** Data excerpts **
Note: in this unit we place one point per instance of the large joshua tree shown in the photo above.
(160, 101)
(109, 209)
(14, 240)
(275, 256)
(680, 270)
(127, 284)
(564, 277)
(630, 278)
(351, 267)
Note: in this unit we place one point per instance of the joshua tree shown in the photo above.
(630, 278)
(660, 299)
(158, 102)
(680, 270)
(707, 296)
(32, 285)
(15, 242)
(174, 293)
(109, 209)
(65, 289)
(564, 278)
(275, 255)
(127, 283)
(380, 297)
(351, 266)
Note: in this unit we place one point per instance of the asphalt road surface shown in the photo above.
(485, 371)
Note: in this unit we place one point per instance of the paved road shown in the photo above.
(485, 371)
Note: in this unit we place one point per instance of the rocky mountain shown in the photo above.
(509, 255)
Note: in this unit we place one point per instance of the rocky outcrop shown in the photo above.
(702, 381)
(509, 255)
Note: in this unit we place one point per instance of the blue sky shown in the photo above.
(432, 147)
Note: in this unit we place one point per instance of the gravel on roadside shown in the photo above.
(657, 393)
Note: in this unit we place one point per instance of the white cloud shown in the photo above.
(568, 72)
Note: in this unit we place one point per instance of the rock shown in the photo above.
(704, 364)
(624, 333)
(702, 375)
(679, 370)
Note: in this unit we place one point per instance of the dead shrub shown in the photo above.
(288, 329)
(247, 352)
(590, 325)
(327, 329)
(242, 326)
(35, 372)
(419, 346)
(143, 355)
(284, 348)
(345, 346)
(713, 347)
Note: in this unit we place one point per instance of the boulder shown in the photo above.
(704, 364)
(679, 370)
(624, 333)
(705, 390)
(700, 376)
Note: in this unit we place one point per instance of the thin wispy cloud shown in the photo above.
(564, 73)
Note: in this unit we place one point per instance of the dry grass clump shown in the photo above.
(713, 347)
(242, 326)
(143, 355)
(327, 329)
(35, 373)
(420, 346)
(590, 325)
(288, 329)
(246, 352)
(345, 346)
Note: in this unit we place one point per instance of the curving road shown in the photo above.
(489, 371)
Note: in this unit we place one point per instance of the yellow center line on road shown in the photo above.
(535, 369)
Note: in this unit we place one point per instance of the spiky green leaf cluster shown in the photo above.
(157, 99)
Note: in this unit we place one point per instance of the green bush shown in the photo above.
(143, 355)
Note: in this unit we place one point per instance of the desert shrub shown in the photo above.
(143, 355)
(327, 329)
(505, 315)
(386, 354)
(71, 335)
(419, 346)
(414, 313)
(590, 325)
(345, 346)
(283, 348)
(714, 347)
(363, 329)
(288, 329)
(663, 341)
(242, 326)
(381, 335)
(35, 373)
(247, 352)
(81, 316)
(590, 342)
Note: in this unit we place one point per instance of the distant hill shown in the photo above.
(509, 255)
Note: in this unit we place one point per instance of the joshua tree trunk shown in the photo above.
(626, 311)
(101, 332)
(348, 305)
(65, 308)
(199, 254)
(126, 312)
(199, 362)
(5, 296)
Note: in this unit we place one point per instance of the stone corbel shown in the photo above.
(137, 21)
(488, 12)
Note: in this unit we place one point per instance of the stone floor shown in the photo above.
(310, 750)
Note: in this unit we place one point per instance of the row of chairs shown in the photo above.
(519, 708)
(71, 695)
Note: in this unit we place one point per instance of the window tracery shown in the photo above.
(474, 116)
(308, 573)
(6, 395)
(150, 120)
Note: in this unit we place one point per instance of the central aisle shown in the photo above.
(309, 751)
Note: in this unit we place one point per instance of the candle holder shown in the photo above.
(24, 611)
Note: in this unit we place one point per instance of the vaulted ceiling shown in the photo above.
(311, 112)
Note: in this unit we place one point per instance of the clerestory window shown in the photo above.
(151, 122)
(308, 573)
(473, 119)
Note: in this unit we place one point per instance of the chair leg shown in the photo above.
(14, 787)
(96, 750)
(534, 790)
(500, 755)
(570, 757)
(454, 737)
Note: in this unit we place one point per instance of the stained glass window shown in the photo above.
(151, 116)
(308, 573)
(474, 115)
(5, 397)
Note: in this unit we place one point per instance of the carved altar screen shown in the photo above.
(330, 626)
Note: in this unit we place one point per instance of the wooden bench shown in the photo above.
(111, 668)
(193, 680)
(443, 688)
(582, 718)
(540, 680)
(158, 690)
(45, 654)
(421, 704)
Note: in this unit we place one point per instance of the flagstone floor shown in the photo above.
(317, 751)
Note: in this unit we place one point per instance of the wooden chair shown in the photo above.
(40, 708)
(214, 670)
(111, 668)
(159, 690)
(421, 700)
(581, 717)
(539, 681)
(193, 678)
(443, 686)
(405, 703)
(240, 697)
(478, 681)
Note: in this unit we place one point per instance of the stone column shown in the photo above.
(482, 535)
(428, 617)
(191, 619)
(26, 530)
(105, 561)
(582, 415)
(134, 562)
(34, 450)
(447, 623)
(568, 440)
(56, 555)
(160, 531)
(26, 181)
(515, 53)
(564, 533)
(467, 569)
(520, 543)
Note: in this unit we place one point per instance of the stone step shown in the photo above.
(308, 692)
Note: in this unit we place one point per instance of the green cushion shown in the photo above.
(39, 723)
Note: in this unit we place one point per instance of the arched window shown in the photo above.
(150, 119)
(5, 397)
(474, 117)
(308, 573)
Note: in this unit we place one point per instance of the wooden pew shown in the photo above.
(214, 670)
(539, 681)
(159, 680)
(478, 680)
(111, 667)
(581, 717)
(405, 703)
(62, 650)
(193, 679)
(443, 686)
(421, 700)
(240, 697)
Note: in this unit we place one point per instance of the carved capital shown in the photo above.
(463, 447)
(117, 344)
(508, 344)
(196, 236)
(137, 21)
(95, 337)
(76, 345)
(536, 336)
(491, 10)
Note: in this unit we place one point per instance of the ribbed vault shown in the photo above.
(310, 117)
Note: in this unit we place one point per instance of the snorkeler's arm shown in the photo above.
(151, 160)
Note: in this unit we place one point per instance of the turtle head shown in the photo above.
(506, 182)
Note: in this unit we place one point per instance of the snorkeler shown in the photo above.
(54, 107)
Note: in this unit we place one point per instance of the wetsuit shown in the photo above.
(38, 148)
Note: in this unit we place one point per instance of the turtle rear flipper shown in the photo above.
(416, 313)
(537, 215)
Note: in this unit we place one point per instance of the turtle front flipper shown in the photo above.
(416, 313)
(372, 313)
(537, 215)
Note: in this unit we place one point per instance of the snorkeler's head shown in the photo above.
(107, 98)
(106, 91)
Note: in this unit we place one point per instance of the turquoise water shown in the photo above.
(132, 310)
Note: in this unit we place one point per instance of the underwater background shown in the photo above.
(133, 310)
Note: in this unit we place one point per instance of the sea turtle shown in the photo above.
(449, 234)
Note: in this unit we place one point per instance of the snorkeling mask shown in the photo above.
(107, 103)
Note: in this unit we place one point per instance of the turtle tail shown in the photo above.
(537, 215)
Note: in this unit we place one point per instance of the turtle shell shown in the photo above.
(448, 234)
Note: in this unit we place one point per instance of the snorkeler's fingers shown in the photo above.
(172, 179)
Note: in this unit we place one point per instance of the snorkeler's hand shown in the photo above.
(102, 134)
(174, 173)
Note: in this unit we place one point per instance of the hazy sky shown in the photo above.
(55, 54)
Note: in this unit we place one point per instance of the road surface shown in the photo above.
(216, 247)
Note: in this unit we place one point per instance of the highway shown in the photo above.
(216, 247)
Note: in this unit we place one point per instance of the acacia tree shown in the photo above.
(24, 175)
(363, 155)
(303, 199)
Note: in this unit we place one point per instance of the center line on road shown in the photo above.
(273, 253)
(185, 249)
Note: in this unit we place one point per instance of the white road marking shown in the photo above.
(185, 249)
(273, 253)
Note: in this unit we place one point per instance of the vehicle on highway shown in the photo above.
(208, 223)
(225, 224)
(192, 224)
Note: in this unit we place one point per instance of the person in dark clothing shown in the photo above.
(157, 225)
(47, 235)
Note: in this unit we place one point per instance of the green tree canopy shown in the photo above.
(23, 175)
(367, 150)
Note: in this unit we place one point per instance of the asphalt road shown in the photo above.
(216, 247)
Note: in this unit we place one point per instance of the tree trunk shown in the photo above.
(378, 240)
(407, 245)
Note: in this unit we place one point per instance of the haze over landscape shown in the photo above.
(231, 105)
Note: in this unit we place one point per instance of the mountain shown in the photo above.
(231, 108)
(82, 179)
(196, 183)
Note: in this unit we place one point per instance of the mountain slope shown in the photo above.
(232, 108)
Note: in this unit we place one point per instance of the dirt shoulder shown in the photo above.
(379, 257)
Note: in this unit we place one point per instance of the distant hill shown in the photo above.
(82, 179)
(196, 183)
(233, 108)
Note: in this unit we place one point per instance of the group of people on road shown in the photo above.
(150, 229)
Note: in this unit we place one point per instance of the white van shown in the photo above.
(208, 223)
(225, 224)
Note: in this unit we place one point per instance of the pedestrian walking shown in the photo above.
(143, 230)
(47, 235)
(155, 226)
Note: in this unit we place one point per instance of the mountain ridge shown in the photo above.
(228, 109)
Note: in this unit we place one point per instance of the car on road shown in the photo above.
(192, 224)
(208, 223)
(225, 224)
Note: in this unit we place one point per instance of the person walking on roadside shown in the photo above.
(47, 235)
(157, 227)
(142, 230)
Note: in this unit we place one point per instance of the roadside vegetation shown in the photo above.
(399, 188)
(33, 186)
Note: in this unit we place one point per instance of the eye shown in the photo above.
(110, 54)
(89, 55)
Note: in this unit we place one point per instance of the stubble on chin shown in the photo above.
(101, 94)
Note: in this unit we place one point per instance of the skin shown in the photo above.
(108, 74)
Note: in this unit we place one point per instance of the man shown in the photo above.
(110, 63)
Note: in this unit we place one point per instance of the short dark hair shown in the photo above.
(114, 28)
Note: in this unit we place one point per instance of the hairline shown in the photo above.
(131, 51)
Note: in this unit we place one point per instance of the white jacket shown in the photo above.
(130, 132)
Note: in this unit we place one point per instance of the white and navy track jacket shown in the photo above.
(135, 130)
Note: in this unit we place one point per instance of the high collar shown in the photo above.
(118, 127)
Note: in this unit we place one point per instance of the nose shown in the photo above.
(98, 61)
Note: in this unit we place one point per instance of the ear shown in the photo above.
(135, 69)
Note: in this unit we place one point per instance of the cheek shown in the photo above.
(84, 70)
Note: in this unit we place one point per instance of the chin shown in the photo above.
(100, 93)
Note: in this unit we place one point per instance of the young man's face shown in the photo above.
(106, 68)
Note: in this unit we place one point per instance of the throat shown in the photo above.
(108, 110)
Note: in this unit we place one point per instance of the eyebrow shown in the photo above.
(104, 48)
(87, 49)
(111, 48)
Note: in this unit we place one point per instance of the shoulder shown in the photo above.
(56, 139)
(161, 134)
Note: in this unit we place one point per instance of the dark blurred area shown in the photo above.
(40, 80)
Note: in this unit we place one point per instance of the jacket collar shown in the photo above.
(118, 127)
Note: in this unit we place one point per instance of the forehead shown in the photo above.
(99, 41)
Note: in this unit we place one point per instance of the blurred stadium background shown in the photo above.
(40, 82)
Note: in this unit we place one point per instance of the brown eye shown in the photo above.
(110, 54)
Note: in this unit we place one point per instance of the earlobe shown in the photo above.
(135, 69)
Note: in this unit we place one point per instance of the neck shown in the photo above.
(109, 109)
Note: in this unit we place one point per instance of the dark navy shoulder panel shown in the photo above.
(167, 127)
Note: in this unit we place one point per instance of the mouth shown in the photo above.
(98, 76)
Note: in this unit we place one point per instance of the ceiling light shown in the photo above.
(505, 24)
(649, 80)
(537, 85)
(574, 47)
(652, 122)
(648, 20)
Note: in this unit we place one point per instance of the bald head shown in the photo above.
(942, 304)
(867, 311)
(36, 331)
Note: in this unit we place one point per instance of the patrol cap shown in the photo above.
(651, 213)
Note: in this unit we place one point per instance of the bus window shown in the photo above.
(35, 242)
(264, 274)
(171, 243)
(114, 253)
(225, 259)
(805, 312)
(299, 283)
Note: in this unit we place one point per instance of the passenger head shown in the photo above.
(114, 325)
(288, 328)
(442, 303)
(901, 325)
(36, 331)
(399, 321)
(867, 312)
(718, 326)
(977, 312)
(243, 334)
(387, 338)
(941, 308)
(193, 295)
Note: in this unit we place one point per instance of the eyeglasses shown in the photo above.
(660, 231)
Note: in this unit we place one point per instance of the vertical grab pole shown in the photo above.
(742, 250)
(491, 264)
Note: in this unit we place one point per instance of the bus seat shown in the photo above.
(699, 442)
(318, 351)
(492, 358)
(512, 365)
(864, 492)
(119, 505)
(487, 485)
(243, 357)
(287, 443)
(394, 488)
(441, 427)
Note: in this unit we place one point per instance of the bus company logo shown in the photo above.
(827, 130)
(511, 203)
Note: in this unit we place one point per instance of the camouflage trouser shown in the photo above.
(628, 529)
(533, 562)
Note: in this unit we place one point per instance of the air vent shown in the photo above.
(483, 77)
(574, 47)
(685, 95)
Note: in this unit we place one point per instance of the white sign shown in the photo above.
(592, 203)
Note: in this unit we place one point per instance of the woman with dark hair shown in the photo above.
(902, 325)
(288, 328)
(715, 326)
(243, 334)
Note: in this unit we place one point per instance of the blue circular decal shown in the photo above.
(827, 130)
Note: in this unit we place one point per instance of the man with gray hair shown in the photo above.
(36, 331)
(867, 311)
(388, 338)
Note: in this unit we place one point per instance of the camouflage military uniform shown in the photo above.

** ABOUT THIS EXERCISE **
Word for word, restate only the lines from the one containing "gray hair shown in the photo above." through the last line of the entries, with both ends kept.

** YOUR RESPONSE **
Note: in this unit we place one point per instance of the man with gray hair shown in the photo above.
(36, 331)
(867, 311)
(388, 338)
Note: in this unit we place one point per instance of the camouflage military uniform shown in the photo above.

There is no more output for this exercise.